Is cannabis addictive?
People can become addicted to cannabis. About 1 in 6 teenagers and 1 in 11 adults who use cannabis will develop an addiction.
Regular, often (daily) and heavy cannabis use can lead to a Cannabis Use Disorder, physical dependency, and addiction. The THC in cannabis causes an increase in levels of dopamine, the pleasure chemical in the brain, which can motivate people to keep using it. When you stop using cannabis, you can also get withdrawal symptoms that make you use it again for relief, such as:
- trouble sleeping,
- dysphoria – state of generalized unhappiness, restlessness, dissatisfaction, or frustration,
- depression or anxiety,
- cravings, or
- changes in appetite and weight loss.
Can you overdose on cannabis?
While overdose of cannabis does not happen in the same way as things like opioids, there is still a risk of consuming too much and having a bad reaction such as high levels of anxiety, fear or panic, and psychotic episodes of paranoia, delusions or hallucinations. Hyperemesis syndrome may also occur, where consuming cannabis triggers uncontrollable vomiting.

**Supplied entries**
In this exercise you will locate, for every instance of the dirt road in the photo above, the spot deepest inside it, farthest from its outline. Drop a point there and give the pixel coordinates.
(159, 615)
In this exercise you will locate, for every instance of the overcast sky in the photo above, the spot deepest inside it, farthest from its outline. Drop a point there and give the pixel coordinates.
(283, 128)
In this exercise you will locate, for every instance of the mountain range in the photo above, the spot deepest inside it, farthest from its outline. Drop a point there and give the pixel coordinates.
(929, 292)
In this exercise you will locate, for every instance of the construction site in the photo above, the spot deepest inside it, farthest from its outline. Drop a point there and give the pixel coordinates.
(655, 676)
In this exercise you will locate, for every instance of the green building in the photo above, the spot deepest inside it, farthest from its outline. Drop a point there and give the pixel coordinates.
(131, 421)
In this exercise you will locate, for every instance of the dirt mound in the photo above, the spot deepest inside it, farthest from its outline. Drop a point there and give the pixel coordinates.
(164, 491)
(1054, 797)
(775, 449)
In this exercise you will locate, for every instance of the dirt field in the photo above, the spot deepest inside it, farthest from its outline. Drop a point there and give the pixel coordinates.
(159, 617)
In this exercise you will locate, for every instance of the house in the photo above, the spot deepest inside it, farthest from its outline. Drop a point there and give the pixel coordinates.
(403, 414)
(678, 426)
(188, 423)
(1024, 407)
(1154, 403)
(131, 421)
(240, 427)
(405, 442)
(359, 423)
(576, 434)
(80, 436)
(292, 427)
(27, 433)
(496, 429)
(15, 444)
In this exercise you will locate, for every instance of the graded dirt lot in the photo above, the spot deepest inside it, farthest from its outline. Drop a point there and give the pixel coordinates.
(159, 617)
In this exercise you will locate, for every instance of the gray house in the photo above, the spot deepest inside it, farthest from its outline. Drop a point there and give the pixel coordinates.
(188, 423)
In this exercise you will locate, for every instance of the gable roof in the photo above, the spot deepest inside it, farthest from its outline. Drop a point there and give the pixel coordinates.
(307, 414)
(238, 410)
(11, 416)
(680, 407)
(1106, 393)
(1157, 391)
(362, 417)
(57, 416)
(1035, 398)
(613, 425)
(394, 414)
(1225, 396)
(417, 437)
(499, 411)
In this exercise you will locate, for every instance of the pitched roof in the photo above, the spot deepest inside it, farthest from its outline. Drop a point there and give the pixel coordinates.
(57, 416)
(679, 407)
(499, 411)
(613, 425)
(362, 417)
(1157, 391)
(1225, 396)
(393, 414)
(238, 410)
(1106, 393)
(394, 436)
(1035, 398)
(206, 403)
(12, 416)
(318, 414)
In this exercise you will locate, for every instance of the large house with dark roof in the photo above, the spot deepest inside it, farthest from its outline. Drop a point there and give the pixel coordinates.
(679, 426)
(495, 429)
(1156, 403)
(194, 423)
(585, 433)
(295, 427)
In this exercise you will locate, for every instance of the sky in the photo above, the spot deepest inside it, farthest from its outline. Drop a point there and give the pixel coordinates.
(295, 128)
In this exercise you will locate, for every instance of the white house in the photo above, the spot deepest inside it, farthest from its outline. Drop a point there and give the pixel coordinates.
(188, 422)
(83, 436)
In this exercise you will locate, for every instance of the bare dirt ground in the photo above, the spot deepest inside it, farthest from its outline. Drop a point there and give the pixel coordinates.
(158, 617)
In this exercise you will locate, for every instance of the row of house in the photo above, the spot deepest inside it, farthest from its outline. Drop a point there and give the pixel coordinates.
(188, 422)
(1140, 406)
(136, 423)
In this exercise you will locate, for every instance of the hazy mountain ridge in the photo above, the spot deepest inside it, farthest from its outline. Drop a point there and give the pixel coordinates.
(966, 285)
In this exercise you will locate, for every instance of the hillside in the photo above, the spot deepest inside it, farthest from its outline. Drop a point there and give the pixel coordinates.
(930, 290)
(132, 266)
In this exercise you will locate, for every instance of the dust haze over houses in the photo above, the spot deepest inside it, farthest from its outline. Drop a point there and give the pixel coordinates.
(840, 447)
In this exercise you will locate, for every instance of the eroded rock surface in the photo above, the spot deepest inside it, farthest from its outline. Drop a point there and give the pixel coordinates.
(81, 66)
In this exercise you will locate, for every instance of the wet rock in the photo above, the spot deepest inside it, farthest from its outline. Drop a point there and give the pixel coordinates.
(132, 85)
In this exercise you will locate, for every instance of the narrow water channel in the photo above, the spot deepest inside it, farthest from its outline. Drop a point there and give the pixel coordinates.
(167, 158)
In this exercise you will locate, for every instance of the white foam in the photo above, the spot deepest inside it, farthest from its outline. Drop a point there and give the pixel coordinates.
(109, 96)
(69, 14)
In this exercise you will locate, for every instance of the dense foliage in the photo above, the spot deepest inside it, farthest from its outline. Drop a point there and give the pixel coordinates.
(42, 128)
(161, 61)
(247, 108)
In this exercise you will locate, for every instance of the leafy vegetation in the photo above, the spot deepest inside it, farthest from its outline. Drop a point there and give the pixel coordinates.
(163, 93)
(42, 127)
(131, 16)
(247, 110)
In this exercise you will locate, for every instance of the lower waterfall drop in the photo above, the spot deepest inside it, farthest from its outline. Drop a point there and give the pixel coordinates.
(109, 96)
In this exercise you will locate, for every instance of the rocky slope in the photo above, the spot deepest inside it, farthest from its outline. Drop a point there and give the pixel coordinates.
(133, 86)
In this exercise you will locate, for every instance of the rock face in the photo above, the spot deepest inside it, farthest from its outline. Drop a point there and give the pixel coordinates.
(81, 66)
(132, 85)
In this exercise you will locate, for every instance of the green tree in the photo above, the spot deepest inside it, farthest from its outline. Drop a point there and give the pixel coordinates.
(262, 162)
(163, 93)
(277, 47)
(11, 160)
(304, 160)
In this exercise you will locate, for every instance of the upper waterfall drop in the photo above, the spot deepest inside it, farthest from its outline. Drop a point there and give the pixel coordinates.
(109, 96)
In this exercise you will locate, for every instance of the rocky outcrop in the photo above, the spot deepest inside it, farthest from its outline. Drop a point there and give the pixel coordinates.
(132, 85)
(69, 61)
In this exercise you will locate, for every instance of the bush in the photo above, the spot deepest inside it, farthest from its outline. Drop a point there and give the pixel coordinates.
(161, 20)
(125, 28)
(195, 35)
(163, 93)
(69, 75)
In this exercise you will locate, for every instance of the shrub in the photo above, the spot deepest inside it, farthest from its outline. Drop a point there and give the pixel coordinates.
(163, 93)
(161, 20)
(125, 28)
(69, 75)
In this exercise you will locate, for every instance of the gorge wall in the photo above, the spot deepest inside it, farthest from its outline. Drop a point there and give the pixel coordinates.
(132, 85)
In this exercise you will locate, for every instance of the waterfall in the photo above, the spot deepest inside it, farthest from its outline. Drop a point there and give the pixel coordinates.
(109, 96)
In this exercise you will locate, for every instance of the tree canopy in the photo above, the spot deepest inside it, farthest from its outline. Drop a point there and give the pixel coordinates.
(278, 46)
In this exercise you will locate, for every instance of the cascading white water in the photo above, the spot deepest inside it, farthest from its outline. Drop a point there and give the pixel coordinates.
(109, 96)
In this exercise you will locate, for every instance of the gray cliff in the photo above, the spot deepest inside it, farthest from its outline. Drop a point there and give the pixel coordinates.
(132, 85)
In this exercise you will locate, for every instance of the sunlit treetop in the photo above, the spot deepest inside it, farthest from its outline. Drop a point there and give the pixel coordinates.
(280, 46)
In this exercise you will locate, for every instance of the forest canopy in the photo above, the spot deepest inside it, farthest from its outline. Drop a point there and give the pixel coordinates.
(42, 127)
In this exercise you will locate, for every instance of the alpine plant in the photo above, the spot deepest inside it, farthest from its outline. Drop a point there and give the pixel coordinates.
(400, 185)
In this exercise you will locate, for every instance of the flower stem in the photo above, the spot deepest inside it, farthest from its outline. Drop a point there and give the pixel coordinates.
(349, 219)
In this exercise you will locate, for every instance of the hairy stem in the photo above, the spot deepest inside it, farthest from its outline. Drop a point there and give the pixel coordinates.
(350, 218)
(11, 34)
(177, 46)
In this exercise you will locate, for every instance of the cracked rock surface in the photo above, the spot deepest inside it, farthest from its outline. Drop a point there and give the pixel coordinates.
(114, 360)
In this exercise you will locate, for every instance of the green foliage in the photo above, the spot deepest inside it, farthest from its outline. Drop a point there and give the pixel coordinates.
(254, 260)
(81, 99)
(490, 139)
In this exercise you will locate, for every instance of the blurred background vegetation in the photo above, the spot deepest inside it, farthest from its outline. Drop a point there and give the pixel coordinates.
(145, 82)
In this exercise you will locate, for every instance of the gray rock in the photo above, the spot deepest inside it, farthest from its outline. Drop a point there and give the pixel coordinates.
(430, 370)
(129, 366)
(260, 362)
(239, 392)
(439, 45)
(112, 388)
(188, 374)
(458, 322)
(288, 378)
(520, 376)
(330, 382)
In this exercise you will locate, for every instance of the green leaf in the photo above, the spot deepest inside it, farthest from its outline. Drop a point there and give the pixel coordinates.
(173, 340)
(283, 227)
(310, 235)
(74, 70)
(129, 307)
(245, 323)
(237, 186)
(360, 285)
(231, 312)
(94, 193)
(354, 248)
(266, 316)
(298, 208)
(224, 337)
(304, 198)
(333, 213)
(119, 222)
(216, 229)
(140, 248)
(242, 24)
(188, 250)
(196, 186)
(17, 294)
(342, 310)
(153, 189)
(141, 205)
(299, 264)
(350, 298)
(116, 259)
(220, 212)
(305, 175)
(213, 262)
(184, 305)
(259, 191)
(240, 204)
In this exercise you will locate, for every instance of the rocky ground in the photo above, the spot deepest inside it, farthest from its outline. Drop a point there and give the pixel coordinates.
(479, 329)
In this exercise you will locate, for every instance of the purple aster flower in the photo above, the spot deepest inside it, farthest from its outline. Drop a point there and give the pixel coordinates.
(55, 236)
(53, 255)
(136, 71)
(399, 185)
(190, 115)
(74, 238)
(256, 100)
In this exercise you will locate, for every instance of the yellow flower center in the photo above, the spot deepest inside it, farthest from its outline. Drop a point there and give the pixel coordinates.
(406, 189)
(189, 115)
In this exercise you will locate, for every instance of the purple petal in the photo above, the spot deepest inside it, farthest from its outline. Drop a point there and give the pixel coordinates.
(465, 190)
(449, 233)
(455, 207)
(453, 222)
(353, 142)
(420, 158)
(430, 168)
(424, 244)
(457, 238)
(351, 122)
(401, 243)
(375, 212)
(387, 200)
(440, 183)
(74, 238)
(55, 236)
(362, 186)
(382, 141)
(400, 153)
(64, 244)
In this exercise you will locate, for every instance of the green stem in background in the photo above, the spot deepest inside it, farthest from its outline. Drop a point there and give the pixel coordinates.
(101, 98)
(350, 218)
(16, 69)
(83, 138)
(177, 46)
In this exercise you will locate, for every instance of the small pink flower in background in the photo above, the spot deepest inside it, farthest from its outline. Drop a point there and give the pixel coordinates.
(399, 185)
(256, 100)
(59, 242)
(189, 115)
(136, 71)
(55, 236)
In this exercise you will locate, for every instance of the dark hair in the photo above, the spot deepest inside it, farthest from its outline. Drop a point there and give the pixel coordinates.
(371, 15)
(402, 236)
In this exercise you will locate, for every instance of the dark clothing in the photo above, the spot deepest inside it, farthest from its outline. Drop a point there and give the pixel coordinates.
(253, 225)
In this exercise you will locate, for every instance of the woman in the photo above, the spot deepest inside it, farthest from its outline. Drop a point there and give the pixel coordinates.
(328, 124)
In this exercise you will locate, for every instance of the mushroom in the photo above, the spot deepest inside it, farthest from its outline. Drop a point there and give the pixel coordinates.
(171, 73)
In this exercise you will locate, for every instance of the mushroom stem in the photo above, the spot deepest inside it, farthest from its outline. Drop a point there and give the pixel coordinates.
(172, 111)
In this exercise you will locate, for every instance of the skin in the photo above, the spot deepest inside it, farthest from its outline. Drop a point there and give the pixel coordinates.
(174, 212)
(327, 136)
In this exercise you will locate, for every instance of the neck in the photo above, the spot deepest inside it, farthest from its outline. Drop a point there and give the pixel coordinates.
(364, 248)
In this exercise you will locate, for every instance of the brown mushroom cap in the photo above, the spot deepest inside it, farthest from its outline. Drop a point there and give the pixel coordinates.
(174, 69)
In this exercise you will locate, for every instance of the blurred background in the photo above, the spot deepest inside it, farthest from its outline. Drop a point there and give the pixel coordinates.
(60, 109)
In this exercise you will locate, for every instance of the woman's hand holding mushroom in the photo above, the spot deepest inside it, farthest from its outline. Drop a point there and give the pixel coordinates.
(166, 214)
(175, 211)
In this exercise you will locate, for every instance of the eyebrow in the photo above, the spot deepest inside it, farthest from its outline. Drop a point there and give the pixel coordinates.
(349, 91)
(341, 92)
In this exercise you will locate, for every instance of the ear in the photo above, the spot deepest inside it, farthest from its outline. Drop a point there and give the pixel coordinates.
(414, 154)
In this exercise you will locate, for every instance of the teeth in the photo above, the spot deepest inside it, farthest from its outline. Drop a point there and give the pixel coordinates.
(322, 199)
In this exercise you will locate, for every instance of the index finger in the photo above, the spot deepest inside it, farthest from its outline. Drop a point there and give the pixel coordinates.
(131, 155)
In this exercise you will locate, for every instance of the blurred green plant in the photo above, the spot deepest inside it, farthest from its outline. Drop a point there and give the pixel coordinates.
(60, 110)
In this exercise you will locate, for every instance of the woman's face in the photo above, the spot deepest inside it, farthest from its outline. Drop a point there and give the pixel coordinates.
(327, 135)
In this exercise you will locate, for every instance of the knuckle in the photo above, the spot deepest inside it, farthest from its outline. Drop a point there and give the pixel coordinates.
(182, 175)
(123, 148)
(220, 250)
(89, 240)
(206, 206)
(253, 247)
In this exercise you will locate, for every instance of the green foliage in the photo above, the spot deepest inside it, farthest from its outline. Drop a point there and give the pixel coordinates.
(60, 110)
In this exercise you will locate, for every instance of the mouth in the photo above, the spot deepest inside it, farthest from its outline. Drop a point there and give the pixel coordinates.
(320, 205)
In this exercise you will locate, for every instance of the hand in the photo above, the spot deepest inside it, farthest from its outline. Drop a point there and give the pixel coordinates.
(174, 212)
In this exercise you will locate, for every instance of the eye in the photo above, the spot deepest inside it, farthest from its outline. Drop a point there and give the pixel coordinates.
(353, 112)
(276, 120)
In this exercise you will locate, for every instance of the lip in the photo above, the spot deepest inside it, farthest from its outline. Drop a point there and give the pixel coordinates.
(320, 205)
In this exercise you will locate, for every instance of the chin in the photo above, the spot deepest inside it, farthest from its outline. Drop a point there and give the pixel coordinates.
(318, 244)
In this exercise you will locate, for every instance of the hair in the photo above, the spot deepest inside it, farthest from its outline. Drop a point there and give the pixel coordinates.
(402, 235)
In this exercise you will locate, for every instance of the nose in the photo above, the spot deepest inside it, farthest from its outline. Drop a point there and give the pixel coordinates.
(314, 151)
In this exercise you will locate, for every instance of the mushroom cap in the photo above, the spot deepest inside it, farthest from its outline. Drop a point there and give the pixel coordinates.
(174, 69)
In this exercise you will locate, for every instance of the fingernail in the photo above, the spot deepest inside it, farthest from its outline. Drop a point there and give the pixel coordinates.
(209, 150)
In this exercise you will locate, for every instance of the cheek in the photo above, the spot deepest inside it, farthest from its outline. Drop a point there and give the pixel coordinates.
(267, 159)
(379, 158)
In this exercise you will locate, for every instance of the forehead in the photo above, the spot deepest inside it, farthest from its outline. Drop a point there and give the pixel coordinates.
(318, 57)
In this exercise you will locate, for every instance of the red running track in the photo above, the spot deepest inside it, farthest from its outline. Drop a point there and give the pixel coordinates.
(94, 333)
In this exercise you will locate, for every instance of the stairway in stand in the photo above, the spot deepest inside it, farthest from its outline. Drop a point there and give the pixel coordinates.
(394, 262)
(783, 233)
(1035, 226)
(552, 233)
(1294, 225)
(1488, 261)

**Problems to work on**
(a) Answer each question from the text on cannabis.
(i) About how many teenagers who use cannabis will develop an addiction?
(ii) Which brain chemical does THC increase?
(iii) What does hyperemesis syndrome cause?
(b) Go on with the text on cannabis from its last sentence.
None of the items have any bearing on this.

**Answers for this exercise**
(a)
(i) About 1 in 6.
(ii) Dopamine.
(iii) Uncontrollable vomiting.

(b)
Overdose or poisoning from other substances: When cannabis is purchased from an unregulated supplier (i.e., off the street or black market), you have no guarantee of what you are getting and the cannabis could contain other substances such as opioids, cocaine, methamphetamine, MDMA, LSD, or household chemicals.
For the reasons above, you should always “start low and go slow” with your cannabis consumption, and always purchase from a licensed retailer.
Overdose in children: If cannabis is stored in areas that can be accessed by children, the possibility of them either intentionally or unintentionally consuming the product is increased. Similar to alcohol, it is important that products that can cause impairment, overdose, or poisoning are stored out of reach from children.
If you or someone else is having a bad reaction to cannabis, or a child ingests cannabis, call the Ontario Poison Centre (1-800-268-9017) or 911 immediately.
Is cannabis safer than tobacco?
Cannabis smoke has many similar carcinogens, toxins, and irritants that are found in tobacco smoke and known to cause cancer, heart disease and respiratory diseases like bronchitis.
Cannabis is not harmless just because it’s more “natural”. Any substance, whether it’s tobacco, alcohol, or cannabis, will have effects on your mental and physical health, so it’s important to know what those are.
What are the harms of second-hand cannabis smoke?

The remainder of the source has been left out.